VORLIEGENDER TEXT:

Alexander Janetzko/Berlinale 2017
Berlinale-Gewinnerin Ildikó Enyedi: liebevoll und mit stoischem Witz
Ildikó Enyedi, Gast des Berliner Künstlerprogramms des DAAD im Jahr 2005
Der Goldene Bär der Berlinale 2017 für Ildikó Enyedi und ihren tragikomischen Liebesfilm „On Body and Soul“ („Testről és lélekről“) markiert das Comeback einer außergewöhnlichen Filmemacherin des europäischen Autorenkinos. 28 Jahre sind vergangen, seit die ungarische Regisseurin für ihr Debüt „My 20th Century“ („Az én XX. századom“) auf den Filmfestspielen von Cannes mit der Goldenen Kamera ausgezeichnet wurde. Auch ihr letzter Spielfilm lag bis zum Überraschungserfolg mit „On Body and Soul“ bereits 18 Jahre zurück. In der Zwischenzeit war Enyedi dennoch alles andere als untätig. Sie produzierte einen Film für den Auftritt ihres Landes auf der Frankfurter Buchmesse, leistete einen Beitrag zu dem Omnibusfilm „Európából Európába“ anlässlich der Aufnahme Ungarns in die Europäische Union und war 2005 Gast des Berliner Künstlerprogramms des DAAD. Lange Zeit galt Ildikó Enyedi in Ungarn als Vorzeigeregisseurin. Doch wie für viele gleichgesinnte Kolleginnen und Kollegen ist die Arbeit unter der rechtsgerichteten Orbán-Regierung auch für sie schwieriger geworden. Unbeirrt davon drehte sie mit „On Body and Soul“ ihren bisher schönsten Film: das liebevolle, mit stoischem Witz verfeinerte Psychogramm eines sich selbst entfremdeten Landes. Der auf subtile Weise politische Film im Gewand einer zarten Liebesgeschichte brachte ihr in Ungarn viel Kritik ein. Aber Filmemacherinnen wie Ildikó Enyedi werden in einem Europa, das sich zunehmend rücksichtslosen nationalistischen Strömungen ausgesetzt sieht, mehr denn je gebraucht.

AUFGABENSTELLUNG: Welche Auszeichnung erhielt Ildikó Enyedi laut dem Text über die Regisseurin in Cannes für ihr Debüt? Die Zeilen stehen in keinem Zusammenhang mit dem Text über Ildikó Enyedi.

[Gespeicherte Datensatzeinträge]
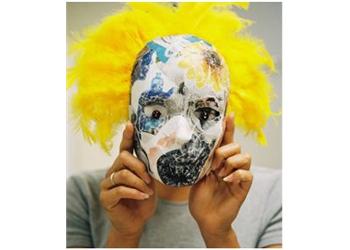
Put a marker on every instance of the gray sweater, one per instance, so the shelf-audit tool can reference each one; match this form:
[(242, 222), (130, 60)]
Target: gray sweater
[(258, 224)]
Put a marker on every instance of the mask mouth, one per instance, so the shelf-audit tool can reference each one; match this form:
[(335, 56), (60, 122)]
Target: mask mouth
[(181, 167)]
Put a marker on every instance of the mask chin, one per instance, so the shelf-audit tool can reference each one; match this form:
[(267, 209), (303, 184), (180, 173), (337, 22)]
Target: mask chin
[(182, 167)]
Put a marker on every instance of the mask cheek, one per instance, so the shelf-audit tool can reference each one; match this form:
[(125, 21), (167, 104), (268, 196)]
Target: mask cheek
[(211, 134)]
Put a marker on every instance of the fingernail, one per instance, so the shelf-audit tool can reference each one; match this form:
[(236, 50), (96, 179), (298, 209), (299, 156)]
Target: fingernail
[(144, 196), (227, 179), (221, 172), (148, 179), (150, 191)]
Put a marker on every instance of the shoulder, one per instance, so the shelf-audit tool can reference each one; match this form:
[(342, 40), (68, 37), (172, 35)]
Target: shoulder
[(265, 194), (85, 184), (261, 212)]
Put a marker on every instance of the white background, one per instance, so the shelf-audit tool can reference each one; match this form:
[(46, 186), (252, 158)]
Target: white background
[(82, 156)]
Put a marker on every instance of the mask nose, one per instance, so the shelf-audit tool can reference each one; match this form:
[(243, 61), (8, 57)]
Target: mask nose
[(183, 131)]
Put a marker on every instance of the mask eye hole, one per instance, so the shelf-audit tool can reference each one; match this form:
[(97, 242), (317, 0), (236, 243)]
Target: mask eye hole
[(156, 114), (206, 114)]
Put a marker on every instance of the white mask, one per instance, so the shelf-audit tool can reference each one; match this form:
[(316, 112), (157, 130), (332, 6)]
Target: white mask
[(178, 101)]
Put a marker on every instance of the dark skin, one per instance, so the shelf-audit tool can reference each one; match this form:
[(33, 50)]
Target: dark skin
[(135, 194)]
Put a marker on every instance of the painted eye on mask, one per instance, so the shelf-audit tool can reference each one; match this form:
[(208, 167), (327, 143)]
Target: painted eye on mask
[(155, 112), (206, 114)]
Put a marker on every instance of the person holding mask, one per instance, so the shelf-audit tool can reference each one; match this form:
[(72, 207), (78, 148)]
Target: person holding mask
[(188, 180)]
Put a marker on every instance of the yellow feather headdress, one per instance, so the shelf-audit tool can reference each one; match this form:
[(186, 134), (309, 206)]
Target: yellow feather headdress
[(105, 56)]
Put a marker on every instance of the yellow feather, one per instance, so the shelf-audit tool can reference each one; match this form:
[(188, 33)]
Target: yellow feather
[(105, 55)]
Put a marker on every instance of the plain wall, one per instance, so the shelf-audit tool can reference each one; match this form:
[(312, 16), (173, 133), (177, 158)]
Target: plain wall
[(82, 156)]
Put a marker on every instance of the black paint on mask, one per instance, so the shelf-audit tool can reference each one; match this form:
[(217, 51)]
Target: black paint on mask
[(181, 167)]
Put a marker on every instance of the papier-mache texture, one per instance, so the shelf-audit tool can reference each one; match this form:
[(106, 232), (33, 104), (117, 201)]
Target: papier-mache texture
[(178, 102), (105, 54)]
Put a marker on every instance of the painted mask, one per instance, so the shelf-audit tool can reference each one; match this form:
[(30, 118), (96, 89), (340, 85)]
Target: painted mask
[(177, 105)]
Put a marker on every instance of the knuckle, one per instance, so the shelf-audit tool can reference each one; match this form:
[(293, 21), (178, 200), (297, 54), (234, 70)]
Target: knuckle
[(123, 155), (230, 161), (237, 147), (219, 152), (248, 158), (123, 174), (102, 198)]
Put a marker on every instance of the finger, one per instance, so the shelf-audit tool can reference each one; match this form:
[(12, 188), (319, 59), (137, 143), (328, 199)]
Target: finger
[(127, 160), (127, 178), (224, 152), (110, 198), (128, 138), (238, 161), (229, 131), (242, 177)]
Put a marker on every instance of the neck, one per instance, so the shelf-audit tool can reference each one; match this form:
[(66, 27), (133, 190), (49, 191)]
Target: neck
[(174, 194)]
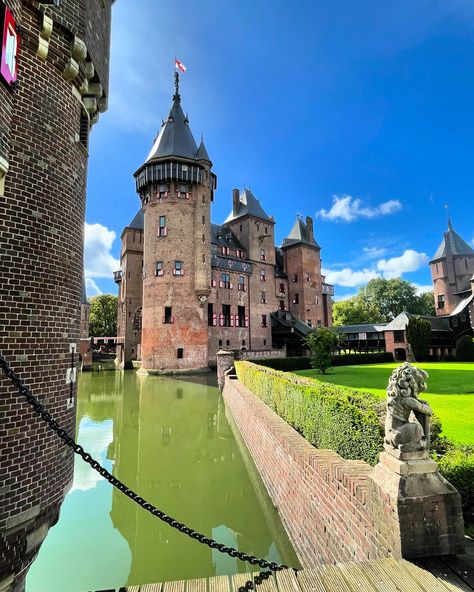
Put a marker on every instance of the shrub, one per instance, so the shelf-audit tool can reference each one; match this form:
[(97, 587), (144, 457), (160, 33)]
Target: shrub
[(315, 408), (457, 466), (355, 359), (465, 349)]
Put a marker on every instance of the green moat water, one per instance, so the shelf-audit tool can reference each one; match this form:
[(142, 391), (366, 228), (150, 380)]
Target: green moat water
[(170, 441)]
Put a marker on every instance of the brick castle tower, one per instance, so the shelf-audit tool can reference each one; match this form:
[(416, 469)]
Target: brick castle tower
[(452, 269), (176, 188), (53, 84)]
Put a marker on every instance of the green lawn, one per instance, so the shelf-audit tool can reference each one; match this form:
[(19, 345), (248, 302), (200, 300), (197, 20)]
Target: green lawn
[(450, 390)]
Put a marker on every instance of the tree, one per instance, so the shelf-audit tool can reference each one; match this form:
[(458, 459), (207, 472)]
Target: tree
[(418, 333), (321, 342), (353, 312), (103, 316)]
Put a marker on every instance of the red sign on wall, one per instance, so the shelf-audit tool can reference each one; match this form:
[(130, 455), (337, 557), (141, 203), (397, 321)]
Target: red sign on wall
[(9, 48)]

---

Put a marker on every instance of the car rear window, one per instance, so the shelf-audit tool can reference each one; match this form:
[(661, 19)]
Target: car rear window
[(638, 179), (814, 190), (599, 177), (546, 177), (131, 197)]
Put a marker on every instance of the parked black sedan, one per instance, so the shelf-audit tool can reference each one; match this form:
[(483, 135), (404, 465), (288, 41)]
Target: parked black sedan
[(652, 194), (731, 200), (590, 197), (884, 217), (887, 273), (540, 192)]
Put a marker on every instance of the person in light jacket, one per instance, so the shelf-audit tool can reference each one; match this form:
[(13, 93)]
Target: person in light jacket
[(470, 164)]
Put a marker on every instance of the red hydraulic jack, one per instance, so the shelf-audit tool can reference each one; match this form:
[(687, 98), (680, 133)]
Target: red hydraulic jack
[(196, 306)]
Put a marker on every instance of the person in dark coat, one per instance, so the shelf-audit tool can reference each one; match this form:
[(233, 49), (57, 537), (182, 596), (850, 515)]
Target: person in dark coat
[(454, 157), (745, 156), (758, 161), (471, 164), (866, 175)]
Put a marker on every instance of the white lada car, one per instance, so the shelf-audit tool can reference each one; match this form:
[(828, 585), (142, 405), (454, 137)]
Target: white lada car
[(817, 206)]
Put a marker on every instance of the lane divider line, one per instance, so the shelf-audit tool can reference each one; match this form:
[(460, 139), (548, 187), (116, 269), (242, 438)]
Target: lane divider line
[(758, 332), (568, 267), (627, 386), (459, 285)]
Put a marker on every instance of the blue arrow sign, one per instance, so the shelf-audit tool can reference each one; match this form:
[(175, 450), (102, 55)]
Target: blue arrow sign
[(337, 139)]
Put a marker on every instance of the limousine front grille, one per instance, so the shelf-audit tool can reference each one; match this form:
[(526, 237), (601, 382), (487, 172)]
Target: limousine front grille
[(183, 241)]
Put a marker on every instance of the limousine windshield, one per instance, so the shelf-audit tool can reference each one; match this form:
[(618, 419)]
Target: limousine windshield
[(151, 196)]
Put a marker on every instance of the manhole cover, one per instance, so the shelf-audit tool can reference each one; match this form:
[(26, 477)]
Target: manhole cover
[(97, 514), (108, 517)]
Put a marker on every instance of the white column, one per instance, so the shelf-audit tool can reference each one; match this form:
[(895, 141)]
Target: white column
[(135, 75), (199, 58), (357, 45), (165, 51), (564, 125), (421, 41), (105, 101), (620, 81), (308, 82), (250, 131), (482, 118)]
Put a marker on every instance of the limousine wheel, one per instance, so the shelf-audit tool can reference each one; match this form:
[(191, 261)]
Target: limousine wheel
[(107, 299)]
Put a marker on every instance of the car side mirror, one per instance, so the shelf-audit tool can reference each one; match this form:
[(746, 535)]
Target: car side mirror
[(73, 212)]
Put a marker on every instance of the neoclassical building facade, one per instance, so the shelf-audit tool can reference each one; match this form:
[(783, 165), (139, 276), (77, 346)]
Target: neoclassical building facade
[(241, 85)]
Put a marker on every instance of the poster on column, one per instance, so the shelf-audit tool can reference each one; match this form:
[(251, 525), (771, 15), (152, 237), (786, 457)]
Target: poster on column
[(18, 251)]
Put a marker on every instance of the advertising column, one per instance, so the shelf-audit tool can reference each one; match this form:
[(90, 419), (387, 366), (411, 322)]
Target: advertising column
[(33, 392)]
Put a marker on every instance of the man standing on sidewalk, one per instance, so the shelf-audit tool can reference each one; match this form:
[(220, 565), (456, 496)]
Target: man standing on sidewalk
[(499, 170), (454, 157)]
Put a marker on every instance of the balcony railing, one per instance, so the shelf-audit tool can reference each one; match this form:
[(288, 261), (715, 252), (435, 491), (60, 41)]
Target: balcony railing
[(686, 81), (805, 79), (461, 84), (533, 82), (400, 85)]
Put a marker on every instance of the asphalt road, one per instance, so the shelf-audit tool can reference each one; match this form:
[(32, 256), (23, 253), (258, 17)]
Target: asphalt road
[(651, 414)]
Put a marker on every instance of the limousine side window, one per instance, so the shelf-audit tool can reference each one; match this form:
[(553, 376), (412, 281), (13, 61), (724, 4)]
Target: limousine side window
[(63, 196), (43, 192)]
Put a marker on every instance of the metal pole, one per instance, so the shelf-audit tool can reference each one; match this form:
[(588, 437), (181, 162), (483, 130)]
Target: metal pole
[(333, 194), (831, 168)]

ANTWORT: Die Goldene Kamera.